_INSTRUCTIONS FOR THE TASK_
Would you retype the listing below exactly as given?

_DATA UNDER STUDY_
══════

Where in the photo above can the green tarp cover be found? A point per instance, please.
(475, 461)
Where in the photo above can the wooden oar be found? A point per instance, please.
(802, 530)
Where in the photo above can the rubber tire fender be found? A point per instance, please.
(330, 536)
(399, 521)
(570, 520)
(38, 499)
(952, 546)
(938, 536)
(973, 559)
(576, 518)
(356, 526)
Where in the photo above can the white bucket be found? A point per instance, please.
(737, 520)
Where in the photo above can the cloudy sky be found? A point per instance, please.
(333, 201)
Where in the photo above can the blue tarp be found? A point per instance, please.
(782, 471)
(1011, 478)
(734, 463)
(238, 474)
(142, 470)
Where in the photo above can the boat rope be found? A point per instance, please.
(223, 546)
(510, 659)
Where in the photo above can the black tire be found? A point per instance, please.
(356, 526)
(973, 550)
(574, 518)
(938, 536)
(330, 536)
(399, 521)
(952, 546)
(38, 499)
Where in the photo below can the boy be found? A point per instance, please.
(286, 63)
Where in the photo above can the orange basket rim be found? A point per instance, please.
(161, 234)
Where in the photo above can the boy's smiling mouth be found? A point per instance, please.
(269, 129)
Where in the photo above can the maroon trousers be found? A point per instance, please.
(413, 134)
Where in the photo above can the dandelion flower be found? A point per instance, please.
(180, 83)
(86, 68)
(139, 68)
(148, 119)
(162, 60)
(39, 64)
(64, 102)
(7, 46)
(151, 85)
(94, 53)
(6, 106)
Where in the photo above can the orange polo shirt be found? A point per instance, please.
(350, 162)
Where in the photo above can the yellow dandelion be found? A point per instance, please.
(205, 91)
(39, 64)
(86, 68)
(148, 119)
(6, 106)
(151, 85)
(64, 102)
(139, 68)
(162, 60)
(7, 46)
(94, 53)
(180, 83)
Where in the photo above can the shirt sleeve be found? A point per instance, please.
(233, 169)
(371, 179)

══════

_REPLY TO THE TASK_
Where in the photo above can the green tarp cover be found? A point per instance, please.
(475, 461)
Where in the photo above can the wooden oar be found? A point per instance, please.
(802, 530)
Where in the photo above can the rubber tire fender be found? A point per instance, please.
(330, 536)
(399, 521)
(570, 520)
(38, 499)
(952, 546)
(938, 536)
(973, 559)
(576, 518)
(356, 526)
Where in the photo above can the white bucket be found? A point per instance, please.
(737, 520)
Where in the photo above can the cloudy sky be found? A point per instance, please.
(333, 201)
Where in the photo above can the blue tarp be found? A point per instance, please.
(782, 471)
(1011, 478)
(734, 463)
(238, 474)
(142, 470)
Where in the photo above can the boat rope be found? A point per instance, please.
(223, 546)
(510, 659)
Where in the photo above can the black tire be found? A point per instance, please.
(356, 526)
(973, 550)
(574, 518)
(938, 536)
(330, 536)
(399, 521)
(952, 546)
(38, 499)
Where in the photo below can the boy be found? A point per instance, please.
(286, 63)
Where in the photo above can the orange basket rim be found? A point per instance, please.
(161, 234)
Where in the photo above can the boy's smiling mouth be found? A point per instance, please.
(269, 129)
Where in the photo above can the maroon trousers be found? A point per instance, please.
(413, 134)
Where in the photo above can the dandelion flower be found? A point per instance, please.
(180, 83)
(86, 68)
(139, 68)
(148, 119)
(162, 60)
(39, 64)
(64, 102)
(7, 46)
(151, 85)
(94, 53)
(6, 106)
Where in the photo above can the orange polo shirt be found? A point per instance, please.
(350, 162)
Where in the photo above can the yellow dandelion be found? A point per instance, please.
(205, 91)
(39, 64)
(86, 68)
(148, 119)
(6, 106)
(151, 85)
(64, 102)
(139, 68)
(162, 60)
(7, 46)
(94, 53)
(180, 83)
Where in the photo above can the shirt sleeve be found? A point per instance, please.
(233, 169)
(371, 179)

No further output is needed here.